__READING TEXT__
----------
Whether we are talking Old Testament or New Testament, God’s idea of “the word of God” is God communicating with His dearly beloved children.  When the heroes of the Old Testament were meditating on the word of God, they were probably not reading a text but mentally and spiritually recalling things God had said and done.  A word often inserted into the Psalms by their writers is (in English) Selah.  It was an instruction to “pause and reflect”; to stop reciting or reading and think for a while about what has just been said.

This is the basic idea of meditation.  It is the process in which we respond to the speaker or writer internally, sometimes silently, sometimes by muttering.  My wife is a sign language interpreter and I often catch her thinking and talking to herself in sign language; it’s one of the ways she ‘meditates’: mulls things over.

It is the process by which we mull over the implications and applications of what has been heard or said; it is how we process the information or instructions we get from hearing and reading.  Some people liken it to mastication; the word used to describe a cow chewing the cud.  We “chew over” things to work out what they mean and how, when, why they might apply to us and our circumstances.
----------
__ROWS__
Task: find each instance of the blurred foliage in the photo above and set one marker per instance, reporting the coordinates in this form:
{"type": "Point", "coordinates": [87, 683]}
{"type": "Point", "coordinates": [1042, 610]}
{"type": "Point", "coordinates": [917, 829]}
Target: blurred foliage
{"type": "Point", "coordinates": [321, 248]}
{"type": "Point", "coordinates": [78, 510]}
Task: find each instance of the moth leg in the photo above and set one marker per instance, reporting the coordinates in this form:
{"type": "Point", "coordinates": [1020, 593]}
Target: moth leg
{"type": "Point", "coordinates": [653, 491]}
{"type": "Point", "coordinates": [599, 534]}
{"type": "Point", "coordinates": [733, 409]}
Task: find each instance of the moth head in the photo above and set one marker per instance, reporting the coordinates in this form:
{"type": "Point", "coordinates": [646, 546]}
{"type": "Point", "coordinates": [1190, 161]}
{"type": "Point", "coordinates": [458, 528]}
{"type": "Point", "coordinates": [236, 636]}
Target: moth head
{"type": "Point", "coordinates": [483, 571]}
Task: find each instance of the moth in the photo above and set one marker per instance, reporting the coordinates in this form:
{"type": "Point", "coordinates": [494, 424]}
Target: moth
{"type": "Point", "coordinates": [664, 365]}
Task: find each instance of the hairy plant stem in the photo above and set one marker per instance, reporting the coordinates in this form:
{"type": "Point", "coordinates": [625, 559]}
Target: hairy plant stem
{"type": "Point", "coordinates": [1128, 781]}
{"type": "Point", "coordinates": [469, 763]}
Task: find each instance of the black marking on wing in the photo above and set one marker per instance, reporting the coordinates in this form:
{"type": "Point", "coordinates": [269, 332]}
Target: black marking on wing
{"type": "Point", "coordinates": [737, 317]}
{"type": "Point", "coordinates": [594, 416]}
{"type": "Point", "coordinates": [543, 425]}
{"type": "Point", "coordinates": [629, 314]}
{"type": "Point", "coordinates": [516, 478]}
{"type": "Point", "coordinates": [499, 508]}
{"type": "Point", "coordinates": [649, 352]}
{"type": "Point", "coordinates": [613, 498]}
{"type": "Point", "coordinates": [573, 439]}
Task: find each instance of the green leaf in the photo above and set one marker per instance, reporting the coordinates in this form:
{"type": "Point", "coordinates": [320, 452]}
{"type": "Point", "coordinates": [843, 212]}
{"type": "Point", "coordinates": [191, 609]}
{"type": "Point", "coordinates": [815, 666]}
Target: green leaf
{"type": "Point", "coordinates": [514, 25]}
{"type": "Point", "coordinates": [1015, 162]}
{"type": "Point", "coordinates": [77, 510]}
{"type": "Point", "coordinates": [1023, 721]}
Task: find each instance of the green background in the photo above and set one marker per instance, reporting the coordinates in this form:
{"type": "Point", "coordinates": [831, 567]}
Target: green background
----------
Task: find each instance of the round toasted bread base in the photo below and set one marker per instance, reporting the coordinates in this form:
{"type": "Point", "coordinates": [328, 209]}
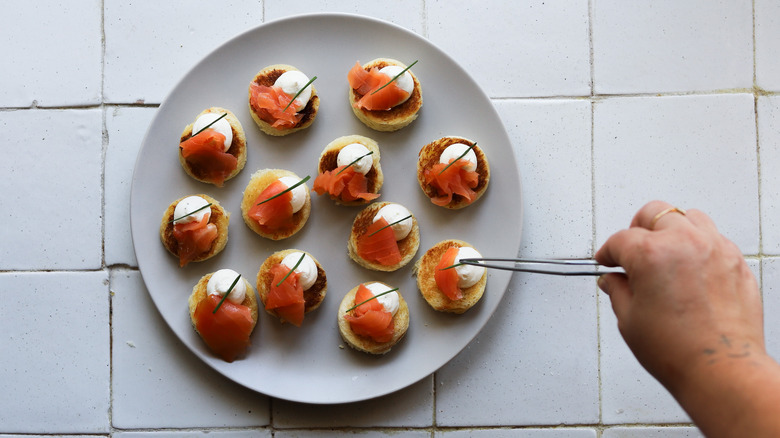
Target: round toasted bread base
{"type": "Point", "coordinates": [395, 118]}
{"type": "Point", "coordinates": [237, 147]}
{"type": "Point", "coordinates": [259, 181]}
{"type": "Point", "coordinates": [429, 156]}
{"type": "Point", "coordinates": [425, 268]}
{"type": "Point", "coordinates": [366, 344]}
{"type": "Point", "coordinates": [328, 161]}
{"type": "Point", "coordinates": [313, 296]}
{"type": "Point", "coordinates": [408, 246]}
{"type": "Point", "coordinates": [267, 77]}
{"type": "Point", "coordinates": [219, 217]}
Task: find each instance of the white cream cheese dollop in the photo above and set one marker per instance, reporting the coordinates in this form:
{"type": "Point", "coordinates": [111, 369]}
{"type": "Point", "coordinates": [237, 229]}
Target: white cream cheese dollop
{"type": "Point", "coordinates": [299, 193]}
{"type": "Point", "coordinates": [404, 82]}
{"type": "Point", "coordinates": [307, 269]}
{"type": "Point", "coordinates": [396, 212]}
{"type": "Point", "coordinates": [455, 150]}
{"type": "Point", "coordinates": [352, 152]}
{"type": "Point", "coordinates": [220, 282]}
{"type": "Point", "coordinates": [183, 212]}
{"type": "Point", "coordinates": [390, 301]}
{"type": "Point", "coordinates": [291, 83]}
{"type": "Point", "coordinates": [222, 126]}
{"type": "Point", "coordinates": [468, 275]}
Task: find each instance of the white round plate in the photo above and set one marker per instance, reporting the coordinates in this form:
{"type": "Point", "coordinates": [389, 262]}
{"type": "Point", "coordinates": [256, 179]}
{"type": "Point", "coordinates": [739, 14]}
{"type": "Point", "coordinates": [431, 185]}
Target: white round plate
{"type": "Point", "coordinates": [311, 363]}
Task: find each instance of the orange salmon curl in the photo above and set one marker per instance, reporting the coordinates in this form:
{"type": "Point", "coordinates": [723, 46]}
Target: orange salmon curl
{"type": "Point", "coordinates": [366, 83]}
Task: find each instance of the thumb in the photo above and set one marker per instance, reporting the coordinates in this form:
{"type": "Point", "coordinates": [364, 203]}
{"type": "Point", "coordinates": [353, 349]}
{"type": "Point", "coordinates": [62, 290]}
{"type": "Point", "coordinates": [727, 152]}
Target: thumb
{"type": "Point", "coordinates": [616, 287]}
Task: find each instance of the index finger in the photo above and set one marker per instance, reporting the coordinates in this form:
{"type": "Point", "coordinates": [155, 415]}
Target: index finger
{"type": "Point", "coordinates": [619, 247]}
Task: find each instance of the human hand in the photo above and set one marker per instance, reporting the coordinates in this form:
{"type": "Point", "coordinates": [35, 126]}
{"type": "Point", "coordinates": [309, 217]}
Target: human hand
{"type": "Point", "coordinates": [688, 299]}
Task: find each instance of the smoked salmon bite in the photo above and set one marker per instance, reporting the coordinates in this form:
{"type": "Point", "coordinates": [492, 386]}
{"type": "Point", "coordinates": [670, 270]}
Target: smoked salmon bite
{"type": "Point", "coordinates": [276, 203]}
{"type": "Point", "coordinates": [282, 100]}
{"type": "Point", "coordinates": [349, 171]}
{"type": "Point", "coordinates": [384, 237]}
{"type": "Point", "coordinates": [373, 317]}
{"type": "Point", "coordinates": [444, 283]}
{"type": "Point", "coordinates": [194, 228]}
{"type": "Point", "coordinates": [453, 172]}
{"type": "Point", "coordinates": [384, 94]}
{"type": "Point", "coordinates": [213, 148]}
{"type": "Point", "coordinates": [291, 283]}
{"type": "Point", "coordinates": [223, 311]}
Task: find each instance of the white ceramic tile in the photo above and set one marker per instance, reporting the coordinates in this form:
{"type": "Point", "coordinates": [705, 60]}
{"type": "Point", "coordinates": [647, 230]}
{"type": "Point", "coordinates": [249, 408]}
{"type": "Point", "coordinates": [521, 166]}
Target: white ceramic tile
----------
__WORK TO DO__
a - Answer these questions from the passage on meditation:
(i) Which word did the writers of the Psalms often insert, as given in English?
(ii) What is the wife's occupation?
(iii) To which word for a cow chewing the cud do some people liken meditation?
b - Reproduce the passage on meditation word for word from "It is the process by" to "and our circumstances.".

__WORKED ANSWERS__
a -
(i) Selah
(ii) Sign language interpreter
(iii) Mastication

b -
It is the process by which we mull over the implications and applications of what has been heard or said; it is how we process the information or instructions we get from hearing and reading.  Some people liken it to mastication; the word used to describe a cow chewing the cud.  We “chew over” things to work out what they mean and how, when, why they might apply to us and our circumstances.